RECORDS TO PROCESS:
........

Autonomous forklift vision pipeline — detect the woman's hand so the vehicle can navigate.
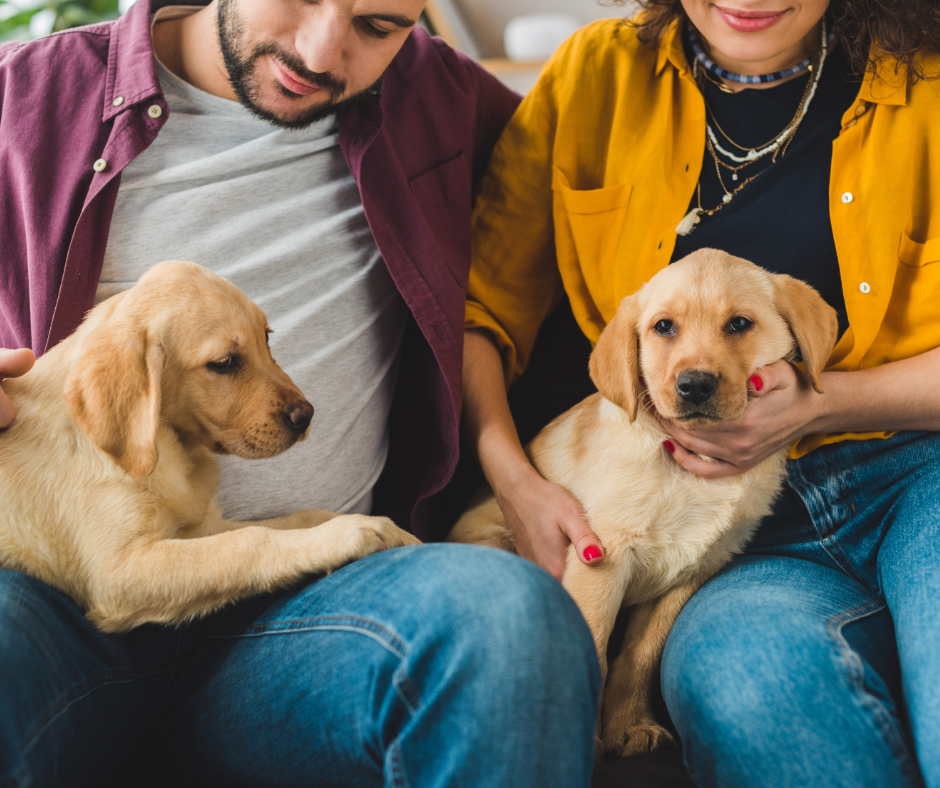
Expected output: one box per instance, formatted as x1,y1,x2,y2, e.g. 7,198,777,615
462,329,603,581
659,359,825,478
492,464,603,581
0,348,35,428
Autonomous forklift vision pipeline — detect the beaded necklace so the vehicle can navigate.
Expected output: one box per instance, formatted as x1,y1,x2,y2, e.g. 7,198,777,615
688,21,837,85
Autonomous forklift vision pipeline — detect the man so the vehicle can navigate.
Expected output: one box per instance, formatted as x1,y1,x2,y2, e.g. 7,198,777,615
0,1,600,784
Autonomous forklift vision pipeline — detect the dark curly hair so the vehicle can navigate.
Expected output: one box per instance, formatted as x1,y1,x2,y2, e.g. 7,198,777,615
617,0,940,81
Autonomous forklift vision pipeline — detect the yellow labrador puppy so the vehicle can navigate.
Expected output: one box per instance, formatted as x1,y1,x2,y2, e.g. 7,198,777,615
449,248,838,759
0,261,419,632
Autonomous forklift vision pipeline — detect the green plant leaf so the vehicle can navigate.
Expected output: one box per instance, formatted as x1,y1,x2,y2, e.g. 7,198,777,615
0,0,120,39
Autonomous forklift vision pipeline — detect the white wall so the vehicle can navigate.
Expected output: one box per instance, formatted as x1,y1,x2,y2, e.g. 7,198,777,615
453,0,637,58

........

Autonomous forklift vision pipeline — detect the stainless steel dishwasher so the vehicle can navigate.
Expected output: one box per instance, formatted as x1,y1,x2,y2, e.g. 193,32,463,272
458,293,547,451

........

WORK TO BE COMPLETED:
The lines in the entries above that carry the word "pipeline" must be copied.

RESULT OF THE TASK:
Autonomous forklift vision pipeline — detect the woman's hand so the vehicle can navigate.
Autonomous forklift vision pipeline — detect the beaded necklace so the vehicle can navigate.
Autonomous forklift vision pipeline — detect the man so the vehicle can navigate.
Autonomous forklift vision pipeline — detect the dark curly hair so the vehicle can navigate.
Autonomous forklift vision pipeline — detect the yellow labrador puppy so the vehicle can navigate.
Autonomous forklift vision pipeline — detect the green plant leaf so the vehicle can navigate.
Autonomous forklift vision pipeline — detect the white wall so the vehicle can navigate.
Autonomous forklift vision pipeline — detect the stainless steel dishwasher so the vehicle can navigate.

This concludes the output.